**WHAT THE TASK REQUIRES**: Reproduce the data from the line containing "brown grass -> masks, each instance" through the end, switching "whole pixels" to "integer pixels" and leaving everything else unchanged.

[Source records]
· · ·

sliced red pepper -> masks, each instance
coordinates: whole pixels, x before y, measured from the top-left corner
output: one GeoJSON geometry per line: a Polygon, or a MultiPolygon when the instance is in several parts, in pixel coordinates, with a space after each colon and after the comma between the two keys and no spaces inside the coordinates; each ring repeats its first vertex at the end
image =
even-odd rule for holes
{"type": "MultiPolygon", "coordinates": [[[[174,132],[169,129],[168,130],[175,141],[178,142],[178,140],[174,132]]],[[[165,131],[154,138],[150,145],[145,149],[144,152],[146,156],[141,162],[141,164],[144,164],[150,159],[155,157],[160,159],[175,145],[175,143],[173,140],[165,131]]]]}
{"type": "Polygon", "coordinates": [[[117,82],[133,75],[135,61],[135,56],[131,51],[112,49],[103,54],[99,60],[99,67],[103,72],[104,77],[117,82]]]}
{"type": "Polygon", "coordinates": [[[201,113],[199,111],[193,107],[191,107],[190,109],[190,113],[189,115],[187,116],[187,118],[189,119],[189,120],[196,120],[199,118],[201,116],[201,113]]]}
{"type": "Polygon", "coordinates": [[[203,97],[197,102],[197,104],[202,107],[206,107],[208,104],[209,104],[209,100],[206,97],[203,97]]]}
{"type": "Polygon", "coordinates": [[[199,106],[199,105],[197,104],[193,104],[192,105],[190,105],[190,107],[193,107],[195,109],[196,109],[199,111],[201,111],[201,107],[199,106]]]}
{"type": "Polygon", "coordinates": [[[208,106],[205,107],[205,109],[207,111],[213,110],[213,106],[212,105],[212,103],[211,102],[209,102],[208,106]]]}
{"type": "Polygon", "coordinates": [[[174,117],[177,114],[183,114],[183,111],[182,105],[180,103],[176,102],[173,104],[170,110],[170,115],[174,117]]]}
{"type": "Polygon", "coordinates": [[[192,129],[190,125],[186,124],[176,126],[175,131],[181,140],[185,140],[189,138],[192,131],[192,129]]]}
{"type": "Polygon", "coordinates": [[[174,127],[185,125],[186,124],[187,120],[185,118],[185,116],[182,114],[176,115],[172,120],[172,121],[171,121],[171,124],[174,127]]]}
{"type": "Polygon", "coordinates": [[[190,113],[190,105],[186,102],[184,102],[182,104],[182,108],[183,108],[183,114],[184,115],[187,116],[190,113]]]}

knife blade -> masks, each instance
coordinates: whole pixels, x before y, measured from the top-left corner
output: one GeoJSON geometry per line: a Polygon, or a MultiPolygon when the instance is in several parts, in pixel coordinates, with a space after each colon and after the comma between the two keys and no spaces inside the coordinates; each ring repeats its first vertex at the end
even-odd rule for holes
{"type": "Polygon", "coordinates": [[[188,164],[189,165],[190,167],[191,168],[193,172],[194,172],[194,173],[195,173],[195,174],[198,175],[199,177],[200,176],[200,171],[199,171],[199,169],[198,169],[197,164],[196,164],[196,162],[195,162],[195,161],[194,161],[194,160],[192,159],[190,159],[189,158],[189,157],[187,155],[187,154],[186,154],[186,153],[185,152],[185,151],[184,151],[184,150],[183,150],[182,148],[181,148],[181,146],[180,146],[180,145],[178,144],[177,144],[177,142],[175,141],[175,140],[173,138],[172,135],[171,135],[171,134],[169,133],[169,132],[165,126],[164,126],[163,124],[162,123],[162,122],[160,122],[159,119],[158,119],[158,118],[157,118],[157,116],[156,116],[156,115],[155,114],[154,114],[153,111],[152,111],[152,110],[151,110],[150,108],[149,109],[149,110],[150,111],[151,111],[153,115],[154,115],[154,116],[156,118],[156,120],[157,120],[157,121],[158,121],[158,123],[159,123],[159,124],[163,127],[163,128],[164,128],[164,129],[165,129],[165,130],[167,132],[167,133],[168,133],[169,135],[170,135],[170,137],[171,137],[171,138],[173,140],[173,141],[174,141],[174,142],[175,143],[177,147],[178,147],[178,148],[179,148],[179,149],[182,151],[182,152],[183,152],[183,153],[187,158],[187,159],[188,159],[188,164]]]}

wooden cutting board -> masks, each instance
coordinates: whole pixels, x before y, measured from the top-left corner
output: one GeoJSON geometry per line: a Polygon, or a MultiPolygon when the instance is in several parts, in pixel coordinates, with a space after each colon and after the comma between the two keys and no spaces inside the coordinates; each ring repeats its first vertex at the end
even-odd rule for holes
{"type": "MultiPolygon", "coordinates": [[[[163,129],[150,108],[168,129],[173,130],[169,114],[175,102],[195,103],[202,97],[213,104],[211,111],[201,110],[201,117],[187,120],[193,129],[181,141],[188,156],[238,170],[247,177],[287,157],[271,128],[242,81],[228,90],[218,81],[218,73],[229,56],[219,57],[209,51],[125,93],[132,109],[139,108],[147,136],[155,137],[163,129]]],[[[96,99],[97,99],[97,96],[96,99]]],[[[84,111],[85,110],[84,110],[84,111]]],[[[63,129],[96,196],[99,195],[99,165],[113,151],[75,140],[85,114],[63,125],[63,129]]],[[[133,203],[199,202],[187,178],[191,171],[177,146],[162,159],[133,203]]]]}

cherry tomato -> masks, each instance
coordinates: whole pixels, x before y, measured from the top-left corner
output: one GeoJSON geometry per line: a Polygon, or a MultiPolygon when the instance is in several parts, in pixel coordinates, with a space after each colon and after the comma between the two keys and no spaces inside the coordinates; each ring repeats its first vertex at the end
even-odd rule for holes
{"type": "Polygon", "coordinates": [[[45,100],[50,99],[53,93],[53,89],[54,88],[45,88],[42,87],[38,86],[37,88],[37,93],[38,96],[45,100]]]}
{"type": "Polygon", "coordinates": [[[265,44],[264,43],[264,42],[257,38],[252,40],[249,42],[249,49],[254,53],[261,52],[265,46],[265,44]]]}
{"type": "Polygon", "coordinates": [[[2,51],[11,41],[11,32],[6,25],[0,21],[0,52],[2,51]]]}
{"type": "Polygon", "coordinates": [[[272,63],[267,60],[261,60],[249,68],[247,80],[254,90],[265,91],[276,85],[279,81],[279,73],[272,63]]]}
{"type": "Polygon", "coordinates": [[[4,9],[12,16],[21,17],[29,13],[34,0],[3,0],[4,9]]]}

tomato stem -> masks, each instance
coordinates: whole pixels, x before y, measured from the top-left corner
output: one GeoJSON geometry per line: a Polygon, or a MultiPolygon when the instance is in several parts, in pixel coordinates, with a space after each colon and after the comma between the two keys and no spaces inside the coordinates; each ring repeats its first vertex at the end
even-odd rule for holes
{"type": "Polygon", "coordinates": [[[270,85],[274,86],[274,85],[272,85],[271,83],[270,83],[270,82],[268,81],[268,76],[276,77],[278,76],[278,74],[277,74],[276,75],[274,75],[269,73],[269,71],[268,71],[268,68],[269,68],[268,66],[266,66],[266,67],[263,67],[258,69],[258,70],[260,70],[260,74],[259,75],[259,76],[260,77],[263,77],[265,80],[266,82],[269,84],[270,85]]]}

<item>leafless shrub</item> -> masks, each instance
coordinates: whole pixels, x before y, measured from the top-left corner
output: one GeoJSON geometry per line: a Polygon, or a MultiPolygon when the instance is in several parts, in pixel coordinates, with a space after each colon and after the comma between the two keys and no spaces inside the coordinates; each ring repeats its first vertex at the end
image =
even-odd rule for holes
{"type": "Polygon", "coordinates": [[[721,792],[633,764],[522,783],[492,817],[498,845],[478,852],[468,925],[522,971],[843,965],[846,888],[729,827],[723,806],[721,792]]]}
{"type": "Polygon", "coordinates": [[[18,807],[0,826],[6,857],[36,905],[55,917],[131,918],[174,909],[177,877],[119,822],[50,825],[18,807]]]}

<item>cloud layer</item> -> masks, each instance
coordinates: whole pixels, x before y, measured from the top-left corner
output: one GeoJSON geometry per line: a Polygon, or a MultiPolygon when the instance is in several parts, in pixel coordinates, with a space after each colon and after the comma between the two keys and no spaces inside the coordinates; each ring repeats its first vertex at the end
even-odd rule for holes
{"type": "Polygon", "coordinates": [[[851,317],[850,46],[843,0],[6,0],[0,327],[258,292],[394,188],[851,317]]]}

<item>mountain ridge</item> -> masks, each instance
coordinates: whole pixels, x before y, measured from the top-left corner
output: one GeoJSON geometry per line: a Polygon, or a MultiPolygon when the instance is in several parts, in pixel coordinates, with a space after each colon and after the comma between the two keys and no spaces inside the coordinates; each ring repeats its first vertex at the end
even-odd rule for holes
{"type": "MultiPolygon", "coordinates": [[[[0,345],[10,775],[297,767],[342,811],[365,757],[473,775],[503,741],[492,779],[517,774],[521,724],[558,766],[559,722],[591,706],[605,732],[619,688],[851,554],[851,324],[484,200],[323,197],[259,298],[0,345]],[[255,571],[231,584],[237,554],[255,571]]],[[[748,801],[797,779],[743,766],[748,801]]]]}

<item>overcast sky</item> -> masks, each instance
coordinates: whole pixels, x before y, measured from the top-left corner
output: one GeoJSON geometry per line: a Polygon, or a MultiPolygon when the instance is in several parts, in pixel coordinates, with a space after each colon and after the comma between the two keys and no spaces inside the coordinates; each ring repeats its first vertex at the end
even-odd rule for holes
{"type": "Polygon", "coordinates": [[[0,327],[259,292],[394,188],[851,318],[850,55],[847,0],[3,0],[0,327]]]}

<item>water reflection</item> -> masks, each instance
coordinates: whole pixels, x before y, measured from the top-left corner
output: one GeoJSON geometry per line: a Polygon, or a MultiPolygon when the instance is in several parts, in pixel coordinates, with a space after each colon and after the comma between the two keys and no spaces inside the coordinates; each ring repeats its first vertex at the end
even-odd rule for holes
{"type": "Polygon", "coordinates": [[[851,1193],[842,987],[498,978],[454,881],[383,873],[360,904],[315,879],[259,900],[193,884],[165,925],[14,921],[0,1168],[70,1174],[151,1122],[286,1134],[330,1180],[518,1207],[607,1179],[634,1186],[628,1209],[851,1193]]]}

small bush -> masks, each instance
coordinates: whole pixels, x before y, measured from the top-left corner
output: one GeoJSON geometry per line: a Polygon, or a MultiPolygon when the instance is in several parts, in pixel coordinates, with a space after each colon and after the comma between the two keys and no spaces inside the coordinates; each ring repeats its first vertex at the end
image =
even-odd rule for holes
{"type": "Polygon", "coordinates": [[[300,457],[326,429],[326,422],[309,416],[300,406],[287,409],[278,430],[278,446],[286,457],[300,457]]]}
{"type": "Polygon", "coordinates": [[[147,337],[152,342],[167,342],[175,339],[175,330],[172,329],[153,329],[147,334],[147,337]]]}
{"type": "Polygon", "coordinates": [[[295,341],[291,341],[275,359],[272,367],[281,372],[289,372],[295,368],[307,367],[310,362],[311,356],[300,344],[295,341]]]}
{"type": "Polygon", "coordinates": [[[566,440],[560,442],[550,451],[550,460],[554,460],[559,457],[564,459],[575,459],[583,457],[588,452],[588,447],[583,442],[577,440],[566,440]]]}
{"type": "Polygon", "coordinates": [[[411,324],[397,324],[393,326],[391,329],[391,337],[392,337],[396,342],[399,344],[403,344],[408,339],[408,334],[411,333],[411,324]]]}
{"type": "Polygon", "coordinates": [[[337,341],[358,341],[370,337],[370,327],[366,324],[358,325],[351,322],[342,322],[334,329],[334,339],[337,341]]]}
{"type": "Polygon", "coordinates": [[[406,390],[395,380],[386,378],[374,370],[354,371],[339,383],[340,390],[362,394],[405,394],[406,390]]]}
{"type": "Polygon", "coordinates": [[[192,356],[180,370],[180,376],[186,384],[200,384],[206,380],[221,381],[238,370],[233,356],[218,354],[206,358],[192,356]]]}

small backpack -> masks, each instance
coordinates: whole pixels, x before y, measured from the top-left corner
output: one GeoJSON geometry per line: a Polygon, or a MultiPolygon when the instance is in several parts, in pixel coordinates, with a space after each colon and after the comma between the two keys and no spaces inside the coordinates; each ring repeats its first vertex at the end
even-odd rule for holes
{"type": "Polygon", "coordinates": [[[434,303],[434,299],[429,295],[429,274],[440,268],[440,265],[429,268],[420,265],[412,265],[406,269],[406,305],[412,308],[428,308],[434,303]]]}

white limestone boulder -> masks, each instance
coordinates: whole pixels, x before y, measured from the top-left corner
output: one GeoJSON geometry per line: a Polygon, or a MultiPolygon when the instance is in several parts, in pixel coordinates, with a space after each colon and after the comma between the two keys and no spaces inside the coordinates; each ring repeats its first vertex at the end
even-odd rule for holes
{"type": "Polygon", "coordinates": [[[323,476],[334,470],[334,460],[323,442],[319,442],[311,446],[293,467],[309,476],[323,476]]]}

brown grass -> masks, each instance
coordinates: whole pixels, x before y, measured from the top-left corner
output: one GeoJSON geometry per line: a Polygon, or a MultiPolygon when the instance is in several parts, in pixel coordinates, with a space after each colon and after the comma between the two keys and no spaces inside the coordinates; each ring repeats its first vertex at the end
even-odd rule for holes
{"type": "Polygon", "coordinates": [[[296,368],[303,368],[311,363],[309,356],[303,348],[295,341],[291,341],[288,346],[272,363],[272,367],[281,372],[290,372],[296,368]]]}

· · ·

**EXERCISE RESULT**:
brown grass -> masks, each instance
coordinates: integer pixels, x before y, measured from the top-left corner
output: one GeoJSON geometry per line: a Polygon, or a MultiPolygon when the instance is in several parts, in pixel coordinates, with a space after each colon and after the comma between the two keys and no spaces inside the coordinates; each ring repeats its first vertex at the end
even-odd rule for holes
{"type": "Polygon", "coordinates": [[[296,368],[303,368],[311,363],[309,356],[303,348],[295,341],[291,341],[288,346],[272,363],[272,367],[281,372],[290,372],[296,368]]]}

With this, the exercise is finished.